AUFGABEN BEARBEITEN
- 1) Geben Sie bitte einen Abschnitt aus dem Text über das Mailschreiben wortgetreu wieder. Beginnen Sie bei den Worten „die meisten (vielleicht“ und hören Sie nach „das leicht beobachten.“ auf.
- 2) Was braucht man laut dem Text über das Mailschreiben, um den komplizierten Teil eines Problems abzuarbeiten?

DOKUMENTAUSZUG
- - -
Ist Mails schreiben kompliziert oder komplex?

8. März 2024 - Ralf Hildebrandt

Werte Leserinnen, liebe Leser, 

die meisten (vielleicht alle) Probleme, die Sie tagtäglich bearbeiten sind „dual“. Sie enthalten eine Mischung aus komplexen und komplizierten Anteilen, sind also gewissermaßen „komplexiziert“. Um den komplexen (überraschenden) Teil zu lösen braucht es Ihre Kreativität (eine Idee), den komplizierten Teil arbeiten Sie methodisch ab, dafür braucht es Disziplin. Welche Art der Arbeit gerade dominiert, bestimmt das Problem. Am Alltagsproblem „Mail schreiben“ lässt sich das leicht beobachten.

Wenn Sie mit einer Mail auf ein Problem hoher Komplexität reagieren, dann merken Sie das daran, dass Sie sich erst einmal überlegen müssen, was (genau) Sie überhaupt schreiben wollen. Sie denken nach, suchen nach einer Idee, es dominiert Komplexität. Bis Sie im Thema „drin“ sind braucht es eine Weile. Wie lang genau können Sie vorher nicht wissen, Sie müssen sich von sich überraschen lassen. Die Tastatur liegt unberührt vor Ihnen, der Cursor blinkt, es herrscht Ruhe – die Kompliziertheit ist gering. Um Ihrer Kreativität auf die Sprünge zu helfen greifen Sie vielleicht zu Papier und Bleistift, oder stehen auf und stellen sich ans Whiteboard. Aufs komplexe Hoch zu kommen kann ganz schön anstrengend sein (ist es meistens), und als Sie endlich oben sind, ist es auch schon wieder vorbei. Sie wissen, was Sie schreiben wollen, Ideen brauchen Sie nun keine mehr. Die Komplexität sinkt, es wird kompliziert. Jetzt kommt die Maschine zum Einsatz, Sie hauen in die Tasten und schreiben, was Sie vorgedacht haben. Überraschendes passiert nicht mehr, Kompliziertheit dominiert.
- - -
DATENSATZ

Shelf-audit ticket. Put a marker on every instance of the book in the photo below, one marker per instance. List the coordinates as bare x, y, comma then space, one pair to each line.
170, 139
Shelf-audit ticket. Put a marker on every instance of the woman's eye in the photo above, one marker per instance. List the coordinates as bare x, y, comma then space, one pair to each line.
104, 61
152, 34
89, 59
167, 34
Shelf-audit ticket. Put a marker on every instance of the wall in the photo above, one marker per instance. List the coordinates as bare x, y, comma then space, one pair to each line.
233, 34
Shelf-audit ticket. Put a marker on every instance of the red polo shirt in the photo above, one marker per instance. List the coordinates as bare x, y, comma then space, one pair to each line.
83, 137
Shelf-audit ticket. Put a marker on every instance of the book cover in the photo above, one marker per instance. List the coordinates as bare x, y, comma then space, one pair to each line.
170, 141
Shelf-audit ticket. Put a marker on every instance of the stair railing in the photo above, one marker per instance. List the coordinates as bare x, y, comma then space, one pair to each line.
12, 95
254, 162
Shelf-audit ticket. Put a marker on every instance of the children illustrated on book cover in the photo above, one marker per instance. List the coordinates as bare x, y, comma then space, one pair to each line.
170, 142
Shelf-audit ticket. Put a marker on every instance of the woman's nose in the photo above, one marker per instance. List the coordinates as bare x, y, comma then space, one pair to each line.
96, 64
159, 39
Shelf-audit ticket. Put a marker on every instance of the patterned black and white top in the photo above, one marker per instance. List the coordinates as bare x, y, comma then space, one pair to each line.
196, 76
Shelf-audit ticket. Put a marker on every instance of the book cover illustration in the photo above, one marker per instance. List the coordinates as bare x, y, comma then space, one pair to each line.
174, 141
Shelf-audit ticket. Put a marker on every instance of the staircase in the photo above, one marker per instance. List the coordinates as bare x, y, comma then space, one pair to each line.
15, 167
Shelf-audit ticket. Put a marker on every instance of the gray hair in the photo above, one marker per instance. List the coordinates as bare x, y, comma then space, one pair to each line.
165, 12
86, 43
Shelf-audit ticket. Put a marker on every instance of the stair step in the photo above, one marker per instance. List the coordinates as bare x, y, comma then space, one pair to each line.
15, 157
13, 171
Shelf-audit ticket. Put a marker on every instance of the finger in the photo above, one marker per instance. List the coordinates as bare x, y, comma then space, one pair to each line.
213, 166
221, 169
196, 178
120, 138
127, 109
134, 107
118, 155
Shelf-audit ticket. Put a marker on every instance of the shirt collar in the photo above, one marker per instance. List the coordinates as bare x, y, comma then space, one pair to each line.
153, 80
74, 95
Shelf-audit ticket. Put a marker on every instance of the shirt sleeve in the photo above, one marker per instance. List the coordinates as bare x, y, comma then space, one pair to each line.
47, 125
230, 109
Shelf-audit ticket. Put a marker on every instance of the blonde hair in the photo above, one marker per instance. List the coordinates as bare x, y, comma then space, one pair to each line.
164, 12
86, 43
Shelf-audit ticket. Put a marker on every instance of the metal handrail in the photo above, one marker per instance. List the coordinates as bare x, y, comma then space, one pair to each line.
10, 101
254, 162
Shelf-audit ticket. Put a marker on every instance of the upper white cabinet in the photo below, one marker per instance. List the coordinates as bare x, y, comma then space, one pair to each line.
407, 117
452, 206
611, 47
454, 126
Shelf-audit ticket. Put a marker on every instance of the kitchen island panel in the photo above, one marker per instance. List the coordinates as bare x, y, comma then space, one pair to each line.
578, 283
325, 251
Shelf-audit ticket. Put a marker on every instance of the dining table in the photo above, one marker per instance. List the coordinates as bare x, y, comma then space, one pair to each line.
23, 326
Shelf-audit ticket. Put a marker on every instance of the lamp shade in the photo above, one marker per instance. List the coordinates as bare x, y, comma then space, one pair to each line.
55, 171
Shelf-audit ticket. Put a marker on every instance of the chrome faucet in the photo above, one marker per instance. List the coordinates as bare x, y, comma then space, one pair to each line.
- - -
ANTWORTLISTE
- 1)
die meisten (vielleicht alle) Probleme, die Sie tagtäglich bearbeiten sind „dual“. Sie enthalten eine Mischung aus komplexen und komplizierten Anteilen, sind also gewissermaßen „komplexiziert“. Um den komplexen (überraschenden) Teil zu lösen braucht es Ihre Kreativität (eine Idee), den komplizierten Teil arbeiten Sie methodisch ab, dafür braucht es Disziplin. Welche Art der Arbeit gerade dominiert, bestimmt das Problem. Am Alltagsproblem „Mail schreiben“ lässt sich das leicht beobachten.

- 2) Disziplin.